[Work instructions]
A. Summarize the excerpt on approximations in two sentences.
B. Translate this sentence from the excerpt on approximations into Spanish: "Note that the choice of what to first-order approximate matters a lot here."
C. Retype the excerpt on approximations from "1. Look at the" up to and including "cases will stay roughly the same.".

[Document excerpt]

——————————

This works for more than just avoiding the planning fallacy. It’s also useful when making a budget. For example, the plot below shows the evolution of the share of social protection in US government expenditure between 2007 and 2015. The value of this figure in 2015 is well-predicted by its average over the past 5 years.

Brainstorming exercise. What are other areas where a zeroth-order approximation might work well?

5.2 First-order Approximation

There’s some cases where a zeroth-order approximation isn’t very helpful. In February 2020, if you were thinking about COVID-19, there were several zeroth-order approximations you could have made:

  1. Look at the world generally, and assume that it the end of March will look like it did in the middle of February.
  2. Or similarly, look at the number of available ICU beds and assume it will stay roughly the same.
  3. Or assume the number of cases will stay roughly the same.

I think if you asked most people, they would have disagreed with assumption 3. But most people were implicitly applying a zeroth-order approximation to 1 when thinking about the future.

A better strategy would have been to plot the number of Covid cases over time, tracing a line through the recent data points, and to use this line to predict future data points. You could then have used this first-order approximation of the number of Covid cases to predict the overall state of the world and the number of available ICU beds. This would likely have outperformed using assumptions 1. and 2.

For example, here’s what the data would have looked like in the United Kingdom at the end of February 2020:

Here you can see the number of confirmed Covid cases per million in the UK, between early February 2020 and late February 2020: cases remain stable until February 23, then increase. A first-order approximation between Feb 15 and Feb 25 predicts that Covid cases will keep increasing over time, with around an extra 0.002 cases per million every day. Feel free to play around with the dates to see how well and for how long tracing a line through the data would have worked!

Note that the choice of what to first-order approximate matters a lot here. If you had applied a first-order approximation to the number of available ICU beds in late February, you wouldn’t have thought much would change.

Discussion question. How can we decide which variables are good ones to first-order approximate?

——————————

[Record extracts]
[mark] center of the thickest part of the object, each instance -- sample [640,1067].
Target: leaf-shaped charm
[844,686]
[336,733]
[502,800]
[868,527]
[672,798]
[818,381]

——————————

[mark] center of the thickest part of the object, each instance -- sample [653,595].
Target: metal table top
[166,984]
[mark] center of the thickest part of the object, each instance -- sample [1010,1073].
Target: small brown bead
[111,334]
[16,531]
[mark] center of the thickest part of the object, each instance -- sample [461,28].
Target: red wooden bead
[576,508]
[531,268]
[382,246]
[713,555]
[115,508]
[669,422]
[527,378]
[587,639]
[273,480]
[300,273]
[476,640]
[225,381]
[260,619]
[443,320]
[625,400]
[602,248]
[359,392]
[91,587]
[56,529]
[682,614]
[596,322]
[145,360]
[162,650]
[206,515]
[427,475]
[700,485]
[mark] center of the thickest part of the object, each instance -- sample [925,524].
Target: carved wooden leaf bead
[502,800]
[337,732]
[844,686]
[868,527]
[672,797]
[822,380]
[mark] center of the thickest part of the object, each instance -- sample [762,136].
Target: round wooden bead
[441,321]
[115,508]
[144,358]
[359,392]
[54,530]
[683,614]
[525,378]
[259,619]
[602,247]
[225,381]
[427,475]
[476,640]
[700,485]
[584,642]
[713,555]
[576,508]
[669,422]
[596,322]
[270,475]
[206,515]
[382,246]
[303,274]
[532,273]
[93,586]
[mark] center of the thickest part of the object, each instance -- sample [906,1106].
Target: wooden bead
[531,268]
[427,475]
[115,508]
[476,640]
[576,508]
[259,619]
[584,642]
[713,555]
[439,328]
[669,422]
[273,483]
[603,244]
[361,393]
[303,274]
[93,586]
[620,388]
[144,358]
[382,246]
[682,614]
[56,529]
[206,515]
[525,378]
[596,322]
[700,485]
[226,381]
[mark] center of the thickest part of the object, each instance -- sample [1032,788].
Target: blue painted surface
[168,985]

——————————

[Outputs in order]
A. The excerpt notes that a zeroth-order approximation, such as predicting a value from its average over recent years, is useful for budgeting, but that it is not always helpful, as thinking about COVID-19 in February 2020 illustrates. It argues that tracing a line through recent Covid case counts to predict future ones would likely have outperformed assuming the world and the number of available ICU beds would stay the same, and it stresses that the choice of what to first-order approximate matters a lot.

B. Tenga en cuenta que la elección de qué aproximar en primer orden importa mucho aquí.

C.
1. Look at the world generally, and assume that it the end of March will look like it did in the middle of February.
  2. Or similarly, look at the number of available ICU beds and assume it will stay roughly the same.
  3. Or assume the number of cases will stay roughly the same.